##### RECORDED DATA #####
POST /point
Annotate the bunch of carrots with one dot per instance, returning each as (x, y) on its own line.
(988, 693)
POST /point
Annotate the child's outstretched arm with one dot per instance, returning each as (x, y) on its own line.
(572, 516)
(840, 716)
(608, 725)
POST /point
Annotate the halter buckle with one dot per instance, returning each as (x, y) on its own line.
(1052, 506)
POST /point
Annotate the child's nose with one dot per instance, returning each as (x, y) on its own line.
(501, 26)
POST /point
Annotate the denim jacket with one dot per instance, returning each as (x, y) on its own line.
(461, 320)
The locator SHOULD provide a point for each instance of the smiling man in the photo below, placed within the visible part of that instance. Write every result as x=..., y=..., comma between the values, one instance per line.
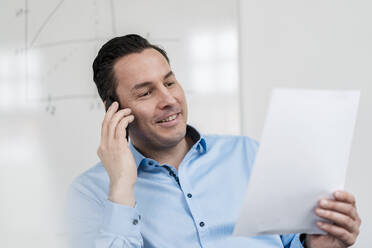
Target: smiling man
x=170, y=186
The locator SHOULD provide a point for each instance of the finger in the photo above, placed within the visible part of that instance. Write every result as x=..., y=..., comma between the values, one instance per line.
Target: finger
x=344, y=197
x=339, y=219
x=110, y=112
x=115, y=120
x=337, y=232
x=121, y=127
x=342, y=207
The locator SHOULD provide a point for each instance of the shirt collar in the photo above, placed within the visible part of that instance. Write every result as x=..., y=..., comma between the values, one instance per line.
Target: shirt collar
x=200, y=145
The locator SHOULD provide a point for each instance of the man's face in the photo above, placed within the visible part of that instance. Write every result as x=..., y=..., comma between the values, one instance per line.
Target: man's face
x=146, y=84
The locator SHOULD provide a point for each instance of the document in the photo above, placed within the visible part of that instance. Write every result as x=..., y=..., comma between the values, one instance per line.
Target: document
x=302, y=158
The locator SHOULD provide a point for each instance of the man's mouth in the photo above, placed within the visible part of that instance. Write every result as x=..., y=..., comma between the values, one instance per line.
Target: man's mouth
x=169, y=118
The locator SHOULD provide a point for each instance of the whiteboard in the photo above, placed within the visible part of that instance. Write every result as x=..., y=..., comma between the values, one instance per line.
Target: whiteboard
x=50, y=112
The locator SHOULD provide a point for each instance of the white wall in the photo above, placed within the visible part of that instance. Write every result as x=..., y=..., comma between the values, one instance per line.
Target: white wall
x=322, y=44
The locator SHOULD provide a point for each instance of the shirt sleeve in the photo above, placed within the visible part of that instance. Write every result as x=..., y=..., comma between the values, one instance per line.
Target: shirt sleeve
x=92, y=223
x=291, y=241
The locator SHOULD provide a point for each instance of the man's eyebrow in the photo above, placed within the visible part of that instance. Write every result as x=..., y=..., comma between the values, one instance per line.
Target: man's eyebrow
x=141, y=85
x=146, y=84
x=168, y=74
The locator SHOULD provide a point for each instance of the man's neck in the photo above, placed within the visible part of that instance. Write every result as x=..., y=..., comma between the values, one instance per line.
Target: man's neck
x=170, y=155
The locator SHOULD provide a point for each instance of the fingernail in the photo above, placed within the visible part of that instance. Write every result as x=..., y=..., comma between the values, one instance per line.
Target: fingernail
x=323, y=203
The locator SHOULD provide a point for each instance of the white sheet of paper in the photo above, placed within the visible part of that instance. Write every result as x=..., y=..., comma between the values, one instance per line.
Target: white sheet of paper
x=302, y=158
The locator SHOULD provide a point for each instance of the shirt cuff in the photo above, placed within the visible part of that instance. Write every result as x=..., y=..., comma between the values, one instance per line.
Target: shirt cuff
x=120, y=220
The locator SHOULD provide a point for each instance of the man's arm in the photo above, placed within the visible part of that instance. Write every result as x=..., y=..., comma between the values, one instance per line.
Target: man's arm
x=113, y=222
x=93, y=223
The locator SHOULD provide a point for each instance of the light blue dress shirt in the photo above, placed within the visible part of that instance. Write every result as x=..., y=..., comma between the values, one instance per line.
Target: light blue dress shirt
x=196, y=206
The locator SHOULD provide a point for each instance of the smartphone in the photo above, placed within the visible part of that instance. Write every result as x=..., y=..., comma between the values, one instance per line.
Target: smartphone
x=110, y=101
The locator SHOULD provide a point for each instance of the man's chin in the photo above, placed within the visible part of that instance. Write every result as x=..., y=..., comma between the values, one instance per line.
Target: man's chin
x=170, y=138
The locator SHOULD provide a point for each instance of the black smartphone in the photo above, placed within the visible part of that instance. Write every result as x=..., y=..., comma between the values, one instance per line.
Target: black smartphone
x=109, y=101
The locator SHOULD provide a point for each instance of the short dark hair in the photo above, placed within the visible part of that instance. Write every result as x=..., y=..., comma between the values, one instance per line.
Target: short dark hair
x=109, y=54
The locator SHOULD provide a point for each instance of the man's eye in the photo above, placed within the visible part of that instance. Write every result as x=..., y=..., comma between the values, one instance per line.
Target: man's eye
x=145, y=94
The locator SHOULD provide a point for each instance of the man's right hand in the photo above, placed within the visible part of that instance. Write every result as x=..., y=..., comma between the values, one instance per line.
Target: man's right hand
x=116, y=156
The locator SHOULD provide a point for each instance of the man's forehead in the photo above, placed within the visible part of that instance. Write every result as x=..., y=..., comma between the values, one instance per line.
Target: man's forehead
x=141, y=67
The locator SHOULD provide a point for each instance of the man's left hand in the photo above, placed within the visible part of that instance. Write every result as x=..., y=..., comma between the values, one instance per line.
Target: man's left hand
x=345, y=222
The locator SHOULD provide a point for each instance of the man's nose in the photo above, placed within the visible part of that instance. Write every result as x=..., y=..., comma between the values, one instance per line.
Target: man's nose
x=166, y=98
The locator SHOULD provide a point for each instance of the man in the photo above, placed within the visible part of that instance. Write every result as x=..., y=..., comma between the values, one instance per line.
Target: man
x=170, y=186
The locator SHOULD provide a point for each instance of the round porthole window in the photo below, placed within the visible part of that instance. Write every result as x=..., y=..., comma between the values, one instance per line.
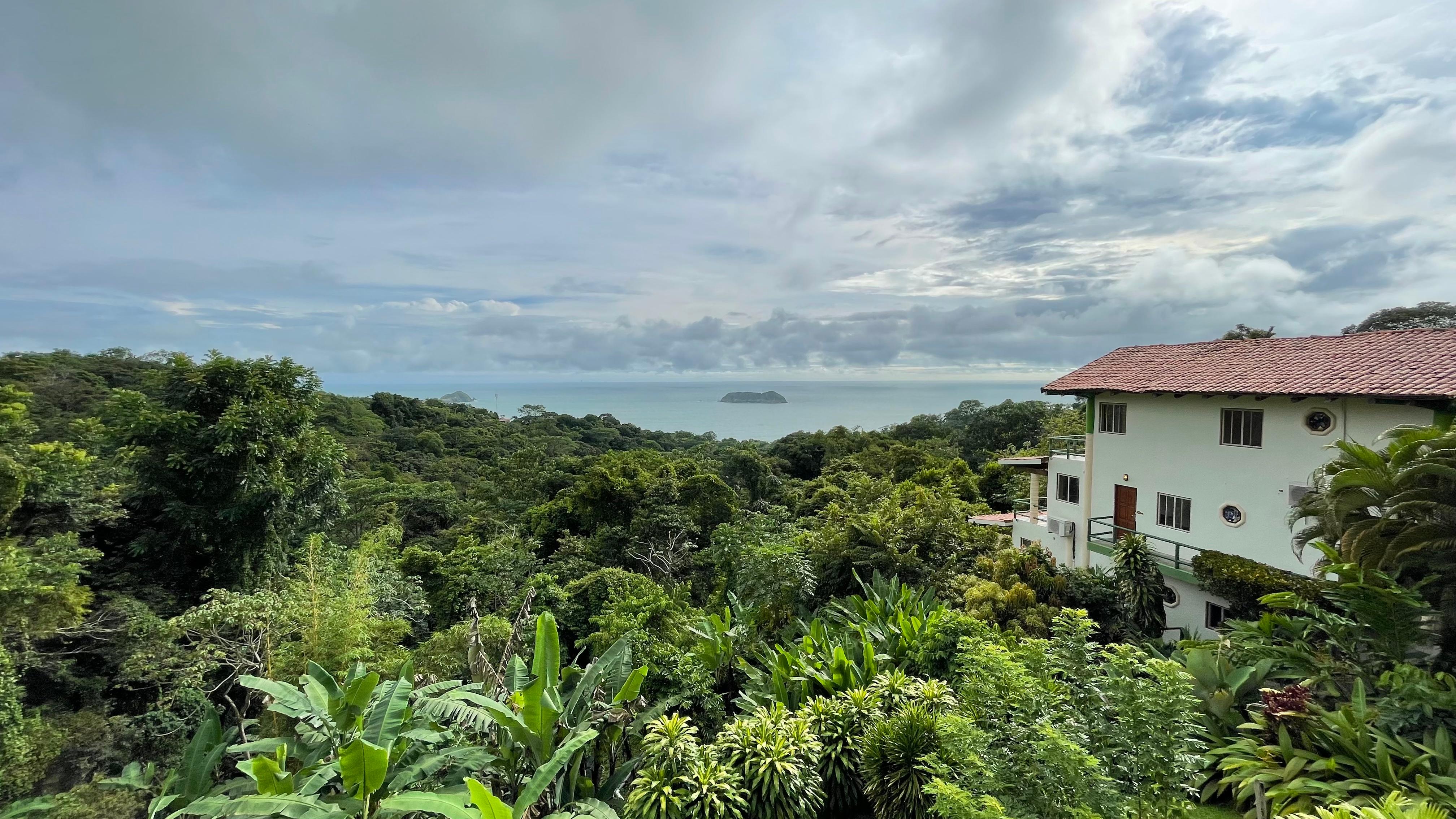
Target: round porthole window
x=1320, y=422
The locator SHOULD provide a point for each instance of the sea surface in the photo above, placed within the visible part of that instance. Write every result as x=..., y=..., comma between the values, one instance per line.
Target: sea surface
x=694, y=404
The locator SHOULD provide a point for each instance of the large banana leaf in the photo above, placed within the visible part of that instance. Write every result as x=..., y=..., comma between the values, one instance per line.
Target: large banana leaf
x=452, y=806
x=427, y=764
x=586, y=809
x=632, y=687
x=289, y=806
x=202, y=758
x=541, y=709
x=547, y=661
x=287, y=700
x=547, y=774
x=363, y=767
x=516, y=674
x=385, y=718
x=487, y=802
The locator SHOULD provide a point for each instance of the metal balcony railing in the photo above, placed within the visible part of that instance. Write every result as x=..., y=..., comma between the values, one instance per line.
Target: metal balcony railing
x=1173, y=553
x=1069, y=446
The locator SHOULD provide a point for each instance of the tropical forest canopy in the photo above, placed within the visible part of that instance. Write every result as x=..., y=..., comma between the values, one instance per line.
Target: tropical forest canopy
x=225, y=592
#####
TASK OBJECTIVE:
In the entries above, find the line with "Target: man's eyebrow" and the line with "the man's neck", then set down exactly those two and every line between them, nothing else.

REPLY TO THE TASK:
Target: man's eyebrow
x=141, y=85
x=146, y=84
x=168, y=74
The locator SHOULD provide a point for each instance of the man's neck in the photo above, placed within the visible part of that instance. Write every result as x=..., y=..., comma between the values, one instance per line.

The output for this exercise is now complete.